* Fragmento aportado
++++

Como hacia el fondo, dado el singular enfoque de la imagen, aparece su padre. Esa perspectiva lo presenta levemente empequeñecido. Sentado en el poyete de piedra que da acceso al «huerto de las higueras», mira a la cámara sin apenas interés. Como quien no ha comprendido todavía el misterio de la imagen capturada por el objetivo, como dudando de si no será algún oscuro truco de brujería el que se esconde tras la pátina brillante del objeto que esgrime el autor de la instantánea. Luce su sempiterna boina, bajo la que esconde la leve calvicie que su encanecido cabello no logra disimular. Su mirada, como siempre, refleja una inocencia que el tiempo no ha golpeado lo suficiente. Sencillo, honrado, trabajador, se agotan los tópicos para definir su persona. Machadianamente bueno. No exento, eso sí, de genio, que no sabemos si ha sido domado por el recio carácter de su mujer o por el simple paso del tiempo. En ese momento es ya un hombre casi derrotado por la enfermedad que lo matará prematuramente. Destila bondad. Voluntariamente sometido al dictado de su esposa, solo muy de vez en cuando se atreve, en privado, a llevarle la contraria. Y, sin embargo, sabe mantener su dignidad masculina con pequeños gestos que lo redimen a los ojos de cualquiera. 

Y ella, junto a ambos. El tiempo y sus maternidades todavía no han marchitado un atractivo que solo ajará la enfermedad. Una belleza nada ortodoxa, por cierto. Es verdad que no queda rastro de la adolescente que bordaba un ajuar al que el tiempo dio más utilidades de las previstas. Ni de la chica topolino que llegó a Madrid para trabajar en la empresa de su tía Rafaela. Ni de la joven coqueta que veraneaba en Asturias, navegaba en patín y rechazaba pretendientes que luego fueron notarios. Ni siquiera de la ingenua mujer que aceptó casarse con alguien que ni siquiera fue capaz de comprarse un traje para su boda.

++++

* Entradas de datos
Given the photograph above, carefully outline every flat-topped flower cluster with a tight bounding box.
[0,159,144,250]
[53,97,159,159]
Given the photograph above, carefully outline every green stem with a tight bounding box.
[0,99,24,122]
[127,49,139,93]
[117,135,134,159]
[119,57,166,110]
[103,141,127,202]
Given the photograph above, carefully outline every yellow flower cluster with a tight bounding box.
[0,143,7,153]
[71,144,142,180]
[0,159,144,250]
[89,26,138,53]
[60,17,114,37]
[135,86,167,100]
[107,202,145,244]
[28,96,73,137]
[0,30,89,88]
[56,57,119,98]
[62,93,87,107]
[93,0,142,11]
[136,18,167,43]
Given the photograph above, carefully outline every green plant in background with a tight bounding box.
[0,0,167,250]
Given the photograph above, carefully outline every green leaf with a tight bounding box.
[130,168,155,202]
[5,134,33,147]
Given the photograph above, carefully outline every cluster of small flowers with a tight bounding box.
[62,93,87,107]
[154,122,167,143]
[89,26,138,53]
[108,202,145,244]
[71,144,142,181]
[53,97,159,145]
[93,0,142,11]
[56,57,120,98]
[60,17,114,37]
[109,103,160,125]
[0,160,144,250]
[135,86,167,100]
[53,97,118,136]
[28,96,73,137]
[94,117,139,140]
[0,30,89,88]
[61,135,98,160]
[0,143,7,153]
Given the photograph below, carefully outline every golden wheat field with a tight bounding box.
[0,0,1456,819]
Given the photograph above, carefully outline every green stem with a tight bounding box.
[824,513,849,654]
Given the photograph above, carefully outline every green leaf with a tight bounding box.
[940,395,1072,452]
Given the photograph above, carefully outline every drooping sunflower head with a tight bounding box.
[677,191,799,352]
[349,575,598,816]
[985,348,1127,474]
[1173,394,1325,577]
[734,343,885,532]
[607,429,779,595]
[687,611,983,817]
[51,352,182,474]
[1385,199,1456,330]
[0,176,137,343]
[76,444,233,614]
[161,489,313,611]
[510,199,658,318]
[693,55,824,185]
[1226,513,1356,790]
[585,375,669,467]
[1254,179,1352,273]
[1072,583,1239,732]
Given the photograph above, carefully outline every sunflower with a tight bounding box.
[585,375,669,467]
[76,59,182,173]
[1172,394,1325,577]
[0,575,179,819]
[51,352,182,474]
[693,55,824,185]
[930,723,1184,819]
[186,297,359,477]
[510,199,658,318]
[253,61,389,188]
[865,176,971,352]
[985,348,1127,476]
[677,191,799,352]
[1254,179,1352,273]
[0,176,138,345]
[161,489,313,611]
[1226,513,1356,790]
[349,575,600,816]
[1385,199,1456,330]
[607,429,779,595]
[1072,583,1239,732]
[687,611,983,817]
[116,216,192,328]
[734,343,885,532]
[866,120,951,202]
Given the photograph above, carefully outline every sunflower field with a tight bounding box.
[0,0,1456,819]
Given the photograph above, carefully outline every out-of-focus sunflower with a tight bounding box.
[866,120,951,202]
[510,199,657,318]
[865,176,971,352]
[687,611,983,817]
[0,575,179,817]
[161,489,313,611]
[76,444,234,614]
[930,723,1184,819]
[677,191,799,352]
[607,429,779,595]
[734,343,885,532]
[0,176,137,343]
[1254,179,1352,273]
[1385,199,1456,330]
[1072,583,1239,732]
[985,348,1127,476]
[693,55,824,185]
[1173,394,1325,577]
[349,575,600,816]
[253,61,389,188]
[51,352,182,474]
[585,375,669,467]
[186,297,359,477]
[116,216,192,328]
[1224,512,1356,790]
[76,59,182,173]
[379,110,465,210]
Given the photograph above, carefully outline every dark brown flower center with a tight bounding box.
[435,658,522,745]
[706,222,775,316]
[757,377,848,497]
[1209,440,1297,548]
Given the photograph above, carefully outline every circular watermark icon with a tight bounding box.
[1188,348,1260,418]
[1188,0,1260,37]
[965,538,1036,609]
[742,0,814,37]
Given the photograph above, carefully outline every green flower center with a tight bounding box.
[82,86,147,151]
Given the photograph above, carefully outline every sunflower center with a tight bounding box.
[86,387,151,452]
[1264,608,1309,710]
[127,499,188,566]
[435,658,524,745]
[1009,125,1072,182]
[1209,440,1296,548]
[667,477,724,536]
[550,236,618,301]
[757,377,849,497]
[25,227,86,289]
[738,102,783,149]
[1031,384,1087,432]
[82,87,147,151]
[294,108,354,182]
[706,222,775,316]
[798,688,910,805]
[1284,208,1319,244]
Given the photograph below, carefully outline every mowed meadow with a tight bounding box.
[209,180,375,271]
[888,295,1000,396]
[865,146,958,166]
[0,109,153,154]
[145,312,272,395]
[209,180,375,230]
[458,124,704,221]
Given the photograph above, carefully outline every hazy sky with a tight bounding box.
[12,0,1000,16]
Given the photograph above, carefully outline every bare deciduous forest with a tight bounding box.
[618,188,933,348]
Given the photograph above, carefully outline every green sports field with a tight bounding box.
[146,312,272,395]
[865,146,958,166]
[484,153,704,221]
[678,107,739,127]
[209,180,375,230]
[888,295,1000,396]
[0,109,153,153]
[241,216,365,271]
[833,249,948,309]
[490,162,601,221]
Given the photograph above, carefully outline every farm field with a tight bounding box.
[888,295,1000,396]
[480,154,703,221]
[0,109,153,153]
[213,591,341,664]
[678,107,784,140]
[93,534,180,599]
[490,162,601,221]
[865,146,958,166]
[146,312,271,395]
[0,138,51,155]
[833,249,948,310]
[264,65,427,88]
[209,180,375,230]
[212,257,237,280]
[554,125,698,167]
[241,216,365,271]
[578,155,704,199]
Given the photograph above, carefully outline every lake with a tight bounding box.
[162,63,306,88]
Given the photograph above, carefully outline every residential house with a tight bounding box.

++++

* Orden de trabajo A
Transcriba el pasaje del fragmento que va desde "Y ella, junto" hasta "para su boda.".
* Orden de trabajo B
Resuma el fragmento en dos oraciones.
* Orden de trabajo C
Según el fragmento, ¿para qué llegó a Madrid la chica topolino?

* Sección de respuesta A
Y ella, junto a ambos. El tiempo y sus maternidades todavía no han marchitado un atractivo que solo ajará la enfermedad. Una belleza nada ortodoxa, por cierto. Es verdad que no queda rastro de la adolescente que bordaba un ajuar al que el tiempo dio más utilidades de las previstas. Ni de la chica topolino que llegó a Madrid para trabajar en la empresa de su tía Rafaela. Ni de la joven coqueta que veraneaba en Asturias, navegaba en patín y rechazaba pretendientes que luego fueron notarios. Ni siquiera de la ingenua mujer que aceptó casarse con alguien que ni siquiera fue capaz de comprarse un traje para su boda.

* Sección de respuesta B
El fragmento describe a un padre que aparece al fondo de la imagen, sentado en el poyete de piedra del «huerto de las higueras» con su sempiterna boina: un hombre bondadoso, voluntariamente sometido al dictado de su esposa y casi derrotado ya por la enfermedad que lo matará prematuramente. Describe también a una mujer cuyo atractivo aún no han marchitado el tiempo ni sus maternidades, aunque ya no queda rastro de la joven que fue.

* Sección de respuesta C
Para trabajar en la empresa de su tía Rafaela.